=== Eingabedaten ===

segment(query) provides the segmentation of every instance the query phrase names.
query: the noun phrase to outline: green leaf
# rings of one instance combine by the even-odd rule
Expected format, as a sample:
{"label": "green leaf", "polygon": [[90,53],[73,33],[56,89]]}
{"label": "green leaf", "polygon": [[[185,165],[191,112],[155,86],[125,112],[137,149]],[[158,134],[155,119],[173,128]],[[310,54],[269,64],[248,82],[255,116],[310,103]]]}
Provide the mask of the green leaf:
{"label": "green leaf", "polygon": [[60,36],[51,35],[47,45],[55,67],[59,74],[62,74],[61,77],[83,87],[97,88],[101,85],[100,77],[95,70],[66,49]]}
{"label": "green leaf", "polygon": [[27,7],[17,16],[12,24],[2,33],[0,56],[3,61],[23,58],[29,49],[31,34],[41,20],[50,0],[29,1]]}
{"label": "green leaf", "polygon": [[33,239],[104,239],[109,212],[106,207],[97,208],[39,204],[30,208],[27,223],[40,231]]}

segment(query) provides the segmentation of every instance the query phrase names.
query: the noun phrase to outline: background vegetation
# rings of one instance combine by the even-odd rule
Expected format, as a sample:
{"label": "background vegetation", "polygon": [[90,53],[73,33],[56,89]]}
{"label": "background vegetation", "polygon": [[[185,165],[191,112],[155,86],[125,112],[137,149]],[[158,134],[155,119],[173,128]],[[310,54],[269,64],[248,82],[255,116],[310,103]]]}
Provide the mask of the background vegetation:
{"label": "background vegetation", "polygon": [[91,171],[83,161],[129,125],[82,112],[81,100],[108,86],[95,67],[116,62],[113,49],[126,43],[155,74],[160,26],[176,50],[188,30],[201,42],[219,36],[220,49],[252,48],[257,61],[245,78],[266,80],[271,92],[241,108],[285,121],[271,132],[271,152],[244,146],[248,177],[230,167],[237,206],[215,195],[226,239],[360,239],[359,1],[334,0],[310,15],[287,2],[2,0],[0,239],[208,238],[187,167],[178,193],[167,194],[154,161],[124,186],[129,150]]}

===

# [Anforderung]
Gib bitte die Zeilen aller obigen Datensätze unverändert aus.

# [Lösung]
segment(query) provides the segmentation of every instance the query phrase names.
query: the noun phrase to outline: green leaf
# rings of one instance combine by the even-odd rule
Expected format, as a sample:
{"label": "green leaf", "polygon": [[90,53],[73,33],[56,89]]}
{"label": "green leaf", "polygon": [[[185,165],[191,112],[155,86],[125,112],[137,149]],[[158,134],[155,119],[173,128]],[[310,54],[269,64],[248,82],[255,116],[310,103]]]}
Provide the mask of the green leaf:
{"label": "green leaf", "polygon": [[60,36],[51,35],[47,45],[55,67],[59,74],[62,74],[61,77],[83,87],[97,88],[101,85],[100,77],[95,70],[66,49]]}
{"label": "green leaf", "polygon": [[27,7],[17,16],[12,24],[2,33],[0,56],[3,61],[23,58],[29,49],[31,34],[41,20],[50,0],[29,1]]}
{"label": "green leaf", "polygon": [[33,239],[104,239],[109,212],[106,207],[97,208],[39,204],[30,208],[27,223],[40,231]]}

segment(query) provides the segmentation of every instance the query phrase names.
query: the noun phrase to outline: background vegetation
# rings of one instance combine by the even-odd rule
Expected format, as a sample:
{"label": "background vegetation", "polygon": [[90,53],[73,33],[56,89]]}
{"label": "background vegetation", "polygon": [[[185,165],[191,112],[155,86],[125,112],[137,149]],[[158,134],[155,119],[173,128]],[[310,54],[269,64],[248,82],[255,116],[310,103]]]}
Provide the mask of the background vegetation:
{"label": "background vegetation", "polygon": [[91,171],[83,161],[129,125],[82,112],[81,100],[108,86],[95,67],[116,62],[113,49],[126,43],[155,74],[160,26],[176,50],[188,30],[201,42],[219,36],[220,49],[252,48],[257,61],[245,78],[266,80],[271,92],[241,108],[285,121],[271,132],[271,152],[244,146],[248,177],[230,167],[237,206],[215,195],[226,239],[360,239],[359,1],[334,0],[310,15],[287,2],[2,0],[0,239],[208,238],[187,167],[178,193],[167,194],[154,161],[124,186],[129,150]]}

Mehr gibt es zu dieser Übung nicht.